• PROVIDED RECORDS:
◆ ◆ ◆

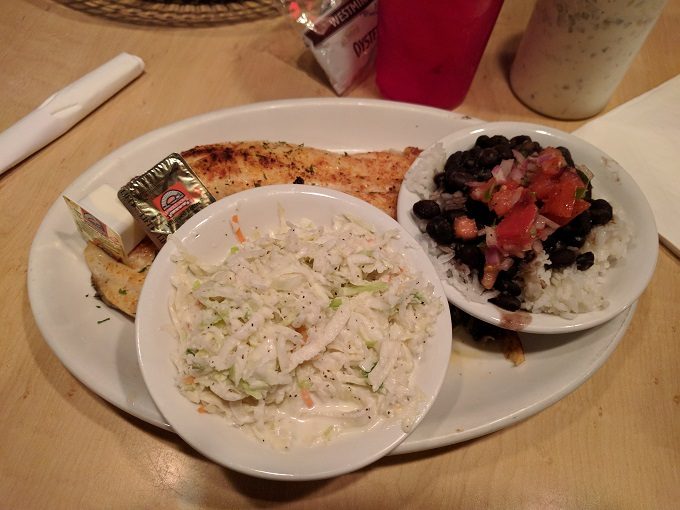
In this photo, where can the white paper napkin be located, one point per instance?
(643, 136)
(64, 109)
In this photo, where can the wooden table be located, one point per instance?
(613, 443)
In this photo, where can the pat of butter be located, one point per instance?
(102, 219)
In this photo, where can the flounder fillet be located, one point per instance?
(228, 168)
(372, 176)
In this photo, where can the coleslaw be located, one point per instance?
(304, 333)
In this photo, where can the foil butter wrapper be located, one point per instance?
(165, 197)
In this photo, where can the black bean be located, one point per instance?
(601, 212)
(489, 157)
(426, 209)
(481, 213)
(483, 174)
(518, 140)
(529, 148)
(585, 260)
(582, 224)
(507, 286)
(562, 257)
(483, 141)
(576, 241)
(455, 181)
(552, 243)
(498, 140)
(529, 256)
(506, 301)
(441, 230)
(470, 255)
(470, 160)
(505, 151)
(451, 214)
(455, 160)
(567, 156)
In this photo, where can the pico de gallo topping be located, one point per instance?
(503, 201)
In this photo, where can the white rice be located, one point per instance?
(563, 292)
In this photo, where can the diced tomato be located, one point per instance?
(505, 198)
(464, 227)
(579, 206)
(559, 205)
(489, 276)
(543, 185)
(482, 191)
(551, 161)
(514, 232)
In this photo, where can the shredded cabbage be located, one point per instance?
(303, 333)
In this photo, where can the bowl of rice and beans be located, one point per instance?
(529, 227)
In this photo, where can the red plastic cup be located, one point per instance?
(428, 52)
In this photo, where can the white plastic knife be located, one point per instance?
(65, 108)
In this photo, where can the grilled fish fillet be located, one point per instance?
(372, 176)
(228, 168)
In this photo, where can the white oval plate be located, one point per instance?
(103, 355)
(208, 236)
(625, 281)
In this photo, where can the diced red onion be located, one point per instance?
(492, 256)
(506, 264)
(491, 236)
(519, 157)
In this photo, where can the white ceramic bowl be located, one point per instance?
(625, 282)
(204, 236)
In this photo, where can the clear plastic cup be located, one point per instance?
(428, 52)
(574, 53)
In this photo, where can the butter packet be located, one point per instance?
(102, 220)
(164, 197)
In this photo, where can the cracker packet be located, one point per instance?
(341, 35)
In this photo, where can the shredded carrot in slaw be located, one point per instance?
(237, 229)
(307, 398)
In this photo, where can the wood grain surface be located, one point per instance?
(614, 443)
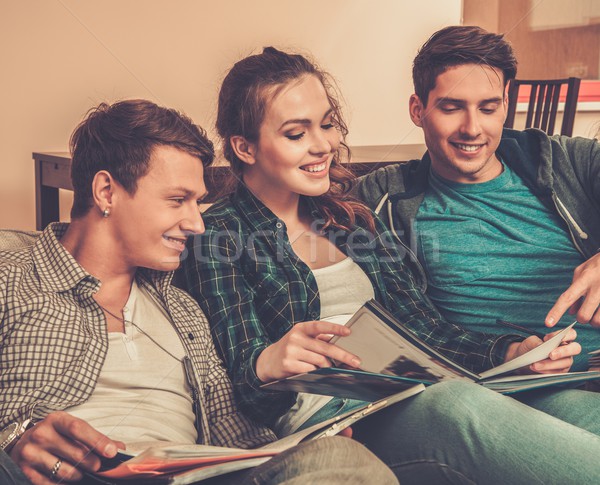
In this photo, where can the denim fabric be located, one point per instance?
(456, 432)
(10, 473)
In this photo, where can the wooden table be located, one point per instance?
(53, 172)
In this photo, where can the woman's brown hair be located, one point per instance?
(243, 98)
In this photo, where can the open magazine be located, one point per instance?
(394, 358)
(183, 464)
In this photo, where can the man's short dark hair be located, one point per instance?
(457, 45)
(120, 138)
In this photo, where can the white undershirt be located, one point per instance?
(142, 394)
(343, 289)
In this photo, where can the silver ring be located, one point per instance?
(55, 469)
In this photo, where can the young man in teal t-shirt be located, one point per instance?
(502, 224)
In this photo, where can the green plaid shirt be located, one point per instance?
(254, 288)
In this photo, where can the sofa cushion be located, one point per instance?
(11, 239)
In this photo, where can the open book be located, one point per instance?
(183, 464)
(394, 358)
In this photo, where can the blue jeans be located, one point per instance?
(10, 473)
(456, 432)
(328, 461)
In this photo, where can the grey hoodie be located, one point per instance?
(563, 172)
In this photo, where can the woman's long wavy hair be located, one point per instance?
(243, 98)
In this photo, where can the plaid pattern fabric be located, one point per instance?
(253, 288)
(53, 341)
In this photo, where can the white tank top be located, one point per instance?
(343, 289)
(142, 394)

◆ ◆ ◆

• WHAT THE TASK REQUIRES:
Print out the whole of the material word for word, without pictures.

• RESULT FOR THIS TASK:
In this photo, where can the white paper napkin be located, one point per instance?
(643, 136)
(64, 109)
In this photo, where can the wooden table be located, one point per instance?
(613, 443)
In this photo, where can the pat of butter be located, one point per instance?
(102, 219)
In this photo, where can the flounder fillet be located, one point per instance?
(228, 168)
(372, 176)
In this photo, where can the coleslaw be located, one point per instance?
(304, 333)
In this photo, where can the foil butter wrapper be located, one point per instance?
(165, 197)
In this photo, where can the black bean be located, one point per instance?
(601, 212)
(489, 157)
(426, 209)
(481, 213)
(483, 174)
(518, 140)
(529, 148)
(585, 260)
(582, 224)
(507, 286)
(562, 257)
(483, 141)
(576, 241)
(455, 181)
(552, 243)
(498, 140)
(529, 256)
(506, 301)
(441, 230)
(470, 255)
(470, 160)
(505, 151)
(451, 214)
(455, 160)
(567, 156)
In this photo, where can the pico de gallo topping be located, one point per instance?
(503, 201)
In this photo, where can the white rice be located, one point per instance?
(563, 292)
In this photo, where can the diced tomato be located, one point per instance?
(505, 198)
(464, 227)
(579, 206)
(559, 205)
(489, 276)
(543, 185)
(482, 191)
(551, 161)
(514, 232)
In this photo, where can the shredded cabbage be located, one point per instance?
(303, 333)
In this photo, where can the bowl of rice and beans be located, one point per instance?
(529, 227)
In this photo, where can the red plastic cup be located, one point per instance?
(428, 52)
In this photo, where can the white plastic knife be located, one point per instance?
(65, 108)
In this photo, where can the grilled fish fillet be located, one point per instance?
(372, 176)
(228, 168)
In this photo, where can the white oval plate be located, one point per instance?
(103, 355)
(208, 236)
(625, 281)
In this photo, where can the diced red onion be located, one point per instance?
(492, 256)
(506, 264)
(491, 236)
(519, 157)
In this photo, where can the white ceramic bowl be located, one point per instance?
(625, 282)
(204, 236)
In this photo, where can the clear plastic cup be located, one point per instance?
(428, 52)
(574, 53)
In this photo, where can the butter packet be located, one point per instance?
(102, 220)
(164, 197)
In this photo, where can the cracker packet be located, one point per instance?
(341, 35)
In this photo, where can the shredded carrot in slaw be located, one point per instance?
(237, 229)
(307, 398)
In this photo, where can the wood grain surface be located, one point per instance?
(614, 443)
In this photo, where can the denim fabric be located, one point per instance?
(456, 432)
(10, 473)
In this photo, where can the wooden table be located, one point per instance?
(53, 172)
In this photo, where can the woman's brown hair be located, one point per instance?
(243, 98)
In this photo, where can the open magazine be located, one point per instance?
(394, 358)
(183, 464)
In this photo, where can the man's short dark hair be located, one point per instance?
(457, 45)
(120, 138)
In this photo, where can the white undershirt be located, one point per instance?
(142, 394)
(343, 289)
In this photo, where can the silver ring be located, one point per instance?
(55, 469)
In this photo, where can the young man in teal t-shirt be located, one point per instance?
(502, 224)
In this photo, where can the green plaid shirt be located, one point per instance?
(254, 288)
In this photo, where can the sofa cushion be located, one point per instance?
(11, 239)
In this photo, where can the open book be located, one point per instance?
(183, 464)
(394, 358)
In this photo, where can the blue jeans be located, one point per instance?
(10, 473)
(456, 432)
(328, 461)
In this photo, where can the grey hoodie be located, one point per instance?
(563, 172)
In this photo, where can the woman's long wavy hair be located, one point per instance?
(243, 98)
In this photo, where can the plaid pattern fabric be located, one point per instance?
(253, 288)
(53, 341)
In this photo, where can the white tank top be located, one point per instance?
(343, 289)
(142, 394)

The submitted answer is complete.